=== KUTIPAN HALAMAN ===

Jakarta – Buddha Tzu Chi didirikan oleh Master Cheng Yen pada 1966 di Taiwan. Sejak berdiri Tzu Chi telah membantu di 126 negara dengan relawan yang sudah tersebar di 66 negara. Di Indonesia sendiri Tzu Chi telah ada sejak 1993 dan telah tersebar di 13 provinsi.
Tzu Chi merupakan lembaga sosial kemanusiaan lintas suku, agama, ras dan negara. Dengan berdasar pada prinsip cinta kasih universal, Tzu Chi membagi aktivitasnya ke dalam 4 misi utama yaitu misi amal, kesehatan, pendidikan, dan budaya humanis.
Menurut External Relations dan Partnership Manager Tzu Chi Indonesia, Andry menuturkan bahwa sebagai sebuah organisasi dengan branding Buddhis mengakibatkan timbulnya berbagai tantangan ketika di lapangan, salah satunya seperti penolakan dari warga masyarakat. Hal tersebut terjadi dikarenakan adanya ketakutan dan kecurigaan Buddhanisasi dari segelintir orangt. Selain itu juga selalu dikaitkan-kaitkan dengan perkumpulan tertentu, etnis tertentu dan pengaruh politik luar negeri Tiongkok.
“Tapi memang yang paling sering ditemui itu masalah keagamaan,” tutur Andry saat bertemu rombongan HF Indonesia di Kantor Buddha Tzu Chi di Jakarta Utara pada Kamis (2/6/2022)

=== INFORMASI SUMBER ===

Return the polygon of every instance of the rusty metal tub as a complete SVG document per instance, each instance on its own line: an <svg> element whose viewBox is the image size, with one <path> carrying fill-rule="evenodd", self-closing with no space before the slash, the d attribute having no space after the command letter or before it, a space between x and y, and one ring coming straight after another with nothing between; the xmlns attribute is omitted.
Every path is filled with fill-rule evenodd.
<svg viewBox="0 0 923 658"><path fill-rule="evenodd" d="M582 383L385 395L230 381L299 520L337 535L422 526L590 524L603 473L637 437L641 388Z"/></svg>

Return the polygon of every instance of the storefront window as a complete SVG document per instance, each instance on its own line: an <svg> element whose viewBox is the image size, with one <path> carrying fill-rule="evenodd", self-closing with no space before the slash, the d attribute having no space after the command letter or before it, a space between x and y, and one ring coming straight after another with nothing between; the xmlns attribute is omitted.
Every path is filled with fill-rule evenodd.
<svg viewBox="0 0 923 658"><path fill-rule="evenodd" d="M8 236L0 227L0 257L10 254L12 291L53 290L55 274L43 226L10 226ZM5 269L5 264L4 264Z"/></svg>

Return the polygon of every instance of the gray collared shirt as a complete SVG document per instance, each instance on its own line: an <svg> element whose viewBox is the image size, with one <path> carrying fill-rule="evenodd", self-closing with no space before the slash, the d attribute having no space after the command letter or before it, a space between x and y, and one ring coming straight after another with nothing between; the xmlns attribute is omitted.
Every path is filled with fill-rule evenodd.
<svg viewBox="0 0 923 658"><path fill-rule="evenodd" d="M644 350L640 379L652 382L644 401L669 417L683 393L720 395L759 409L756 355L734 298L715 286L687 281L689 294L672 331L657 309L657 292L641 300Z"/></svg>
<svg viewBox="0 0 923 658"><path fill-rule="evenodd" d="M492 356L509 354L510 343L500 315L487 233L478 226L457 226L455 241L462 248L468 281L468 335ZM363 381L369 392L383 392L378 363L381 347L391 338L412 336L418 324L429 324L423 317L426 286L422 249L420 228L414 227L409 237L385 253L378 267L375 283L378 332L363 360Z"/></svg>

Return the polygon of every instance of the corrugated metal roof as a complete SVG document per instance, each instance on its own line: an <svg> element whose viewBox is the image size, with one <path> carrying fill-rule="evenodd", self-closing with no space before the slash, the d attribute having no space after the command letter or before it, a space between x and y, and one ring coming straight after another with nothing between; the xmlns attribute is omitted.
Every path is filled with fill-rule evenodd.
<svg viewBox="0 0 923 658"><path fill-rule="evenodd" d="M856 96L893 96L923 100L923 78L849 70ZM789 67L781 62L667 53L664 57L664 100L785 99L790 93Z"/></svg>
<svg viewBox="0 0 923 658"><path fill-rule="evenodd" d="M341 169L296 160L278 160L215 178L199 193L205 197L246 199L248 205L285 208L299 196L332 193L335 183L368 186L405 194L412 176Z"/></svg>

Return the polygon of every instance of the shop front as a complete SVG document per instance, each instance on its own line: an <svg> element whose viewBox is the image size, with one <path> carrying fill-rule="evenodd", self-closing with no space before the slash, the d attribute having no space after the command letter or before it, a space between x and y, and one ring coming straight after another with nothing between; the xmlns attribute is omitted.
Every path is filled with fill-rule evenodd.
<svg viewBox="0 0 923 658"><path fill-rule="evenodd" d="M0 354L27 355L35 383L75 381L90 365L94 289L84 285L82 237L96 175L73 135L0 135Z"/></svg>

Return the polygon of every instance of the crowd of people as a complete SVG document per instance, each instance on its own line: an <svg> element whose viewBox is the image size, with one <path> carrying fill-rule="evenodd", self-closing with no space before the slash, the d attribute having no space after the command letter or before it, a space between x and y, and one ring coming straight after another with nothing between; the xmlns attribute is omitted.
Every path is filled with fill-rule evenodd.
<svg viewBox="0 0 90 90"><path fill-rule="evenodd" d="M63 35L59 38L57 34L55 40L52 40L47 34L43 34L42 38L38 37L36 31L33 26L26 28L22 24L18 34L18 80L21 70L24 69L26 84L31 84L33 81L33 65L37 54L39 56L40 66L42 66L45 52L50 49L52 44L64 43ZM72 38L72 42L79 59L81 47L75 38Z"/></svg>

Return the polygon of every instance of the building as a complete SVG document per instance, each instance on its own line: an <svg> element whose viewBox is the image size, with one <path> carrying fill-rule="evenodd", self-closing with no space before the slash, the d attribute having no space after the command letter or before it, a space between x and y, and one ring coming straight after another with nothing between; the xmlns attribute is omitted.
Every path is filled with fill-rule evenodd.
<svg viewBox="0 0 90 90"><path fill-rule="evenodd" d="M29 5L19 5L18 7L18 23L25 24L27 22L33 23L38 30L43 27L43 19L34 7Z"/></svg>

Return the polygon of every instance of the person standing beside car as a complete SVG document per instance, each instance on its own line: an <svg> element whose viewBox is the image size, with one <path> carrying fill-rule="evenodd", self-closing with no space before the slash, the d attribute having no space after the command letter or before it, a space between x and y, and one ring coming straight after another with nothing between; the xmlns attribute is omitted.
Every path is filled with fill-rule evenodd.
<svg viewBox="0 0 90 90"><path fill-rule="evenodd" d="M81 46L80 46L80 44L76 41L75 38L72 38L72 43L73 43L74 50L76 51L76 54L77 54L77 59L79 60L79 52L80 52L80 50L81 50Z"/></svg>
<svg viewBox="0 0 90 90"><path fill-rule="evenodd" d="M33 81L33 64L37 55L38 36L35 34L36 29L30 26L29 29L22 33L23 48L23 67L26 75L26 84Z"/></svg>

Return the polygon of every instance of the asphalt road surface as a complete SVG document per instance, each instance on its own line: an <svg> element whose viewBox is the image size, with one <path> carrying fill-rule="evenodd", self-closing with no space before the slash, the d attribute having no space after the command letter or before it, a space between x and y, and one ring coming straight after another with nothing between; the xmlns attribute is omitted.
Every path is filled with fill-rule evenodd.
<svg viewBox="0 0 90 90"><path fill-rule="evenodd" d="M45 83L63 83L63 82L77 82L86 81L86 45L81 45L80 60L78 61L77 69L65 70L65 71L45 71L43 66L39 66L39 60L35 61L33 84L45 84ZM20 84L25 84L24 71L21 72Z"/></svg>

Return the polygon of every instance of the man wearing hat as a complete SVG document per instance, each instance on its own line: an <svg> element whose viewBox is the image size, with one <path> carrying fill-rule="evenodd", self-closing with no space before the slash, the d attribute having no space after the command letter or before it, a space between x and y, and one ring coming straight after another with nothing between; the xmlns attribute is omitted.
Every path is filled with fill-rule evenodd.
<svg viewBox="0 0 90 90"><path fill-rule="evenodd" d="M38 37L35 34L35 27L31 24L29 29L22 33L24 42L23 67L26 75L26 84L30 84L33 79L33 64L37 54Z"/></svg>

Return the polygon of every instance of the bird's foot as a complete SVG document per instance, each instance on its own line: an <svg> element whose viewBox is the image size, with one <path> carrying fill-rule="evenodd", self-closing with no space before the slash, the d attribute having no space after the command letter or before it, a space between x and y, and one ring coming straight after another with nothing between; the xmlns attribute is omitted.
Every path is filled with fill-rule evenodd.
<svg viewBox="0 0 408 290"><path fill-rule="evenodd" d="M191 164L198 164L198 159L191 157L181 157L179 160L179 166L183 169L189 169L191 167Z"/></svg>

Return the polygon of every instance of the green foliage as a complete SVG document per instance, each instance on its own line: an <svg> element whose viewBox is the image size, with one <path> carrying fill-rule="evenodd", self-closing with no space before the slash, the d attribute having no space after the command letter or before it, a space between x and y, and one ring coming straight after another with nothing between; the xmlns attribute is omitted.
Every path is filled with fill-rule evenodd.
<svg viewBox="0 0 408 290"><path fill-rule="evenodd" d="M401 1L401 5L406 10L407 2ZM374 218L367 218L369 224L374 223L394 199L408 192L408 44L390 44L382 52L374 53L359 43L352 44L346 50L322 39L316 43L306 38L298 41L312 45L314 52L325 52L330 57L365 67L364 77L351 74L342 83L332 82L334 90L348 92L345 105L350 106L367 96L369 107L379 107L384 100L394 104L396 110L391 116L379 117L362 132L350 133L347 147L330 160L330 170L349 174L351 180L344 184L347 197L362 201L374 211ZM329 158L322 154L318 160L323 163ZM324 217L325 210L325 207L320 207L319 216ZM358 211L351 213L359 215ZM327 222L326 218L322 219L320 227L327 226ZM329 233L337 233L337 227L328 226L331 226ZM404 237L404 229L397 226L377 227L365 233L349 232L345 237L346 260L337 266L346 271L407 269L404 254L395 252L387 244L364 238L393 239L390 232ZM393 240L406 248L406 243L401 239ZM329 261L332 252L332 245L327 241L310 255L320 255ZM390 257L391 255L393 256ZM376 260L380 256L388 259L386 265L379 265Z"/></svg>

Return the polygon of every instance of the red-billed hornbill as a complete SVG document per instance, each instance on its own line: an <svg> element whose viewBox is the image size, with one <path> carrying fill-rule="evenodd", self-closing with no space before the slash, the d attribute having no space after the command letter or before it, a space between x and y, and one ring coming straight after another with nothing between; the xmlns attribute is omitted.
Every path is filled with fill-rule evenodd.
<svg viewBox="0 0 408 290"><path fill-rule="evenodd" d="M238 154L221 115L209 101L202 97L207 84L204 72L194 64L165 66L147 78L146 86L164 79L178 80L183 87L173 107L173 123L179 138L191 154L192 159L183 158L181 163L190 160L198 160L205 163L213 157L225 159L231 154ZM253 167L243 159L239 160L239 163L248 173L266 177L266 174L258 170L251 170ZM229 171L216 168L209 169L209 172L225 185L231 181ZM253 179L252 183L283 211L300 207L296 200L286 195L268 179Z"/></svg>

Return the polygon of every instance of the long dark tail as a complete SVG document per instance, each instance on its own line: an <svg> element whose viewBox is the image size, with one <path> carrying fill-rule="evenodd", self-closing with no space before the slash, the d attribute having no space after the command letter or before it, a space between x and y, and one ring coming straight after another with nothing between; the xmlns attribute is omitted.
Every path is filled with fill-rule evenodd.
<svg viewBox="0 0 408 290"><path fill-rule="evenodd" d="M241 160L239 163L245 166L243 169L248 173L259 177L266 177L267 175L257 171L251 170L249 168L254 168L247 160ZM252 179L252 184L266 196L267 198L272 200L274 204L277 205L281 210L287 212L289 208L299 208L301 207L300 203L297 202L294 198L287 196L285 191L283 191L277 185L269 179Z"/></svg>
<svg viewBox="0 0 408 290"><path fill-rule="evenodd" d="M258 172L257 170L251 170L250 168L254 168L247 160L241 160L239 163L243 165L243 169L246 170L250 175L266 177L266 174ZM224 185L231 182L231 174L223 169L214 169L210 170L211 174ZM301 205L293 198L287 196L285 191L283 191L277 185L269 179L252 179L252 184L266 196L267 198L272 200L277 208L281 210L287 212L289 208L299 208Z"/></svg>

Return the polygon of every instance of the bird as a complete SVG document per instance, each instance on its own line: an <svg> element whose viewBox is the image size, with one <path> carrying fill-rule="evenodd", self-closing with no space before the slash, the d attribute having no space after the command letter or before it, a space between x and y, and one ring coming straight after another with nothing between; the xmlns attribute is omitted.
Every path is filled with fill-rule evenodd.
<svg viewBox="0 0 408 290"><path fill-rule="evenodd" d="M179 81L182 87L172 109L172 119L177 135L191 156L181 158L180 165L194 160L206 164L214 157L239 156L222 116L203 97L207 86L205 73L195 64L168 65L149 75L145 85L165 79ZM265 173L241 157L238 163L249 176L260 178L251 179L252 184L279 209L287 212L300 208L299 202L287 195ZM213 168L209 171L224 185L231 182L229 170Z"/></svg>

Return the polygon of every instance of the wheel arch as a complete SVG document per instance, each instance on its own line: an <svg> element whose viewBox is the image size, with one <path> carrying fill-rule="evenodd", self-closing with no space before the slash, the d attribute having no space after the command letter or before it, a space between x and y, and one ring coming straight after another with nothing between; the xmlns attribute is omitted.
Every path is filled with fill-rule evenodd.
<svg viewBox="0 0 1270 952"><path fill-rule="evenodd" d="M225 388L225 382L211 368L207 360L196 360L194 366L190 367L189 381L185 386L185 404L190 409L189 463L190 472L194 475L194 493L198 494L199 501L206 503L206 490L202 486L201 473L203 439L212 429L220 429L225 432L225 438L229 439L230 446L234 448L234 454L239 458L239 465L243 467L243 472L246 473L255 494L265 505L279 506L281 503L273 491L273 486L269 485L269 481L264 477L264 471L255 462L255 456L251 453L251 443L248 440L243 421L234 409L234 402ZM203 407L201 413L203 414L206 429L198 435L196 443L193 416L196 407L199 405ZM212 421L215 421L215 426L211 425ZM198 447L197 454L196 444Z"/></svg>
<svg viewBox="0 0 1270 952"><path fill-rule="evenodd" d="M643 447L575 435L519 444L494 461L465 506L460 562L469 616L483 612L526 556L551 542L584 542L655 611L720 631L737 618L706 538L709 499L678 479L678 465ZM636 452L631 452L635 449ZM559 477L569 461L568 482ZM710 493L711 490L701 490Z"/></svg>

===

• SOAL DAN TUGAS
(a) Jawablah pertanyaan berikut berdasarkan kutipan tentang Tzu Chi.
(i) Pada tahun berapa Tzu Chi didirikan?
(ii) Apa saja empat misi utama Tzu Chi?
(iii) Di mana Andry bertemu rombongan HF Indonesia?
(b) Ulangi bagian kutipan tentang Tzu Chi tanpa mengubah apa pun. Mulailah dari kata-kata "Jakarta – Buddha" dan berhentilah setelah kata-kata "dan budaya humanis.".
(c) Tentukan apakah setiap pernyataan berikut sesuai dengan kutipan tentang Tzu Chi. Jawab ya atau tidak, lalu kutip kata-kata penentunya dari kutipan itu tanpa diubah.
(i) Tzu Chi sudah ada di Indonesia sejak 1993.
(ii) Relawan Tzu Chi tersebar di 126 negara.
(iii) Menurut Andry, masalah yang paling sering ditemui adalah masalah politik.
Daftar tersebut merupakan bahan tersendiri yang terpisah dari kutipan tentang Tzu Chi.

• JAWABAN TIAP SOAL
(a)
(i) Tzu Chi didirikan pada tahun 1966.
(ii) Keempat misi utamanya adalah misi amal, kesehatan, pendidikan, dan budaya humanis.
(iii) Andry bertemu rombongan HF Indonesia di Kantor Buddha Tzu Chi di Jakarta Utara.

(b)
Jakarta – Buddha Tzu Chi didirikan oleh Master Cheng Yen pada 1966 di Taiwan. Sejak berdiri Tzu Chi telah membantu di 126 negara dengan relawan yang sudah tersebar di 66 negara. Di Indonesia sendiri Tzu Chi telah ada sejak 1993 dan telah tersebar di 13 provinsi.
Tzu Chi merupakan lembaga sosial kemanusiaan lintas suku, agama, ras dan negara. Dengan berdasar pada prinsip cinta kasih universal, Tzu Chi membagi aktivitasnya ke dalam 4 misi utama yaitu misi amal, kesehatan, pendidikan, dan budaya humanis.

(c)
(i) Ya: "Di Indonesia sendiri Tzu Chi telah ada sejak 1993".
(ii) Tidak: "Tzu Chi telah membantu di 126 negara dengan relawan yang sudah tersebar di 66 negara".
(iii) Tidak: "Tapi memang yang paling sering ditemui itu masalah keagamaan".